Can you rewrite only the lines starting at the one that contains "of the silver" and ending at the one that contains "<point>96,73</point>", swapping "trophy" for "cup" and leaving everything else unchanged?

** BEGIN DATA SECTION **

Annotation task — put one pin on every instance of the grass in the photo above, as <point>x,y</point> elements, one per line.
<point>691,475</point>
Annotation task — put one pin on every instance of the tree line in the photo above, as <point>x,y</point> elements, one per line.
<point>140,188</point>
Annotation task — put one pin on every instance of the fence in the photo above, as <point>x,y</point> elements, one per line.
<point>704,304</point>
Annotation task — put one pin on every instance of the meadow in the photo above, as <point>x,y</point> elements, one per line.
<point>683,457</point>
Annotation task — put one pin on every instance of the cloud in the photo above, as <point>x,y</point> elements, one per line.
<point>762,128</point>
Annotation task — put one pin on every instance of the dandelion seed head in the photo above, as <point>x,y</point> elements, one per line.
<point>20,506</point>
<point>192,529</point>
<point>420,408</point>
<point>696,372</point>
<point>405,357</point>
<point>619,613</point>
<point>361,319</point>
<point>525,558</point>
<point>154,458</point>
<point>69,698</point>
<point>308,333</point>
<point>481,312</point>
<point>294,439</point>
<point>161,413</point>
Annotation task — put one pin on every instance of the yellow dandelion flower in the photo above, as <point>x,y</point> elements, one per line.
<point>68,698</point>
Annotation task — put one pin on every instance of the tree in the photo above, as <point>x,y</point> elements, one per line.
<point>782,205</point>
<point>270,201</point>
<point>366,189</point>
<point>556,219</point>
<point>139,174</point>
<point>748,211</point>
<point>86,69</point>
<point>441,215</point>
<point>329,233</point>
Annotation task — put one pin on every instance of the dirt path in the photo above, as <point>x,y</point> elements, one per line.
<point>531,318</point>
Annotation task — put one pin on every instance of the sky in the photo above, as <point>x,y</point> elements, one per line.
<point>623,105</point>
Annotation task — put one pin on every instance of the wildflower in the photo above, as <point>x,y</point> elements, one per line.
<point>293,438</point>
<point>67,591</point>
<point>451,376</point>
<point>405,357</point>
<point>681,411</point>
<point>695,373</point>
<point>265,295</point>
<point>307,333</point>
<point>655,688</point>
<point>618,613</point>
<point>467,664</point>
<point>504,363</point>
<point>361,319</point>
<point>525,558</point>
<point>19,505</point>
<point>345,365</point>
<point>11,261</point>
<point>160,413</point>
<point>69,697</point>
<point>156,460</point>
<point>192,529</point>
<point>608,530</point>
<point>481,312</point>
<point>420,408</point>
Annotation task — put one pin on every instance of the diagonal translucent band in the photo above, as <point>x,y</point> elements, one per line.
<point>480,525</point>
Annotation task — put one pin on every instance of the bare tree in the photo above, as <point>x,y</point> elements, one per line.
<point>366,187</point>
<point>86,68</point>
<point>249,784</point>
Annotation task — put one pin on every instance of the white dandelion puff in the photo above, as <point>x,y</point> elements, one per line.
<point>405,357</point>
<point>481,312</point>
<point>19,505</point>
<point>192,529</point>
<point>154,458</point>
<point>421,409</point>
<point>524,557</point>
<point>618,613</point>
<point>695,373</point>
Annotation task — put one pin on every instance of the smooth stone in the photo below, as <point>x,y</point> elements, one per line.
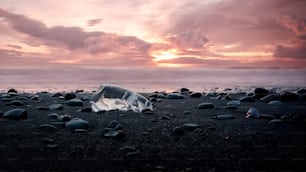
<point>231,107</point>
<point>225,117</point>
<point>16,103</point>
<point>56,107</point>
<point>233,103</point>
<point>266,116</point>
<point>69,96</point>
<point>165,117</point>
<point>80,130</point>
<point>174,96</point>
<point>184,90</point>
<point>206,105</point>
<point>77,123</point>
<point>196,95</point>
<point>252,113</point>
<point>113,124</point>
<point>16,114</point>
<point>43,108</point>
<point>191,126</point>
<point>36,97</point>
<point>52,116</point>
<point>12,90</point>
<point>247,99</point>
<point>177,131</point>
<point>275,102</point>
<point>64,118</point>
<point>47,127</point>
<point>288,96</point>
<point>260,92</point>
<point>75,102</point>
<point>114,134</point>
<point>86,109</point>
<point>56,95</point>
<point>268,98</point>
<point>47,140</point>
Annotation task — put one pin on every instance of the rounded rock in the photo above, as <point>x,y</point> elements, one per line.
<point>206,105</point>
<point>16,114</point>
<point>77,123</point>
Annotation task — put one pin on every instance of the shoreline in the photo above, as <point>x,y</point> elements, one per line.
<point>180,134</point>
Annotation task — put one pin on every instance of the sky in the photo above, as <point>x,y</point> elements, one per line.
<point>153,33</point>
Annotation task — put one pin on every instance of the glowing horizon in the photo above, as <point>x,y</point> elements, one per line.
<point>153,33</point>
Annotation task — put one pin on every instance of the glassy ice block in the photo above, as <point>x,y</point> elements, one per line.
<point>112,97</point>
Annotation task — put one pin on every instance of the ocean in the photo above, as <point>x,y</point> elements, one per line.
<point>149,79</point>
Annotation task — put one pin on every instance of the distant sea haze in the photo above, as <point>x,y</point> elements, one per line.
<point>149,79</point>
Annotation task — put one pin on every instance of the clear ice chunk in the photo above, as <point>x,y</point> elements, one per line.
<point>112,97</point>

** END DATA SECTION **
** BEGIN DATA SECTION **

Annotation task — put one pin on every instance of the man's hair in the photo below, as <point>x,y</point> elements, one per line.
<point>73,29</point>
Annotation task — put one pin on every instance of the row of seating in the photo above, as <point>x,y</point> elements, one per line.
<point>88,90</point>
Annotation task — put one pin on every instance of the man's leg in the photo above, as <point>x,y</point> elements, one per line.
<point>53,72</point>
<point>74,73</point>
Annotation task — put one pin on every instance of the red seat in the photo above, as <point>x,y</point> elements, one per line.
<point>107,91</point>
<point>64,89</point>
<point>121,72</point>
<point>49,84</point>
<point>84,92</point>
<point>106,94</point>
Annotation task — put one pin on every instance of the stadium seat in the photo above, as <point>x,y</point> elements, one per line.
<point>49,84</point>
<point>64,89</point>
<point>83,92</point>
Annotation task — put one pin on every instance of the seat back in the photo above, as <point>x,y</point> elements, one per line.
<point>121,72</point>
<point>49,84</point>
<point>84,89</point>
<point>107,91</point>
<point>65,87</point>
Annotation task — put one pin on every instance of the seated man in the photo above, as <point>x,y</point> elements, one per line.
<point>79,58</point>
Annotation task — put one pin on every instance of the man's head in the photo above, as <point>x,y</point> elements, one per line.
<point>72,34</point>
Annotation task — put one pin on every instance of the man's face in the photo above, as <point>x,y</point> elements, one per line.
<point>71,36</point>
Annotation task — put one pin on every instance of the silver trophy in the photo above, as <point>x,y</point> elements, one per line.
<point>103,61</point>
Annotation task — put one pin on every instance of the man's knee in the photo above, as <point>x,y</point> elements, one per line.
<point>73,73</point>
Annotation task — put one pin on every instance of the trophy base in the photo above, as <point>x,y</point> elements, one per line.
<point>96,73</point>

** END DATA SECTION **

**OUTPUT FOR THIS TASK:**
Annotation task — put one pin on every instance of the silver cup in the photo above, as <point>x,y</point> elements, one per line.
<point>103,61</point>
Annotation task — put one pin on every instance of the man's knee in the photo above, as <point>x,y</point> elements, one per line.
<point>73,73</point>
Annotation task — put one pin on every instance of the cup base in the photo above, as <point>x,y</point> elements, one per line.
<point>96,73</point>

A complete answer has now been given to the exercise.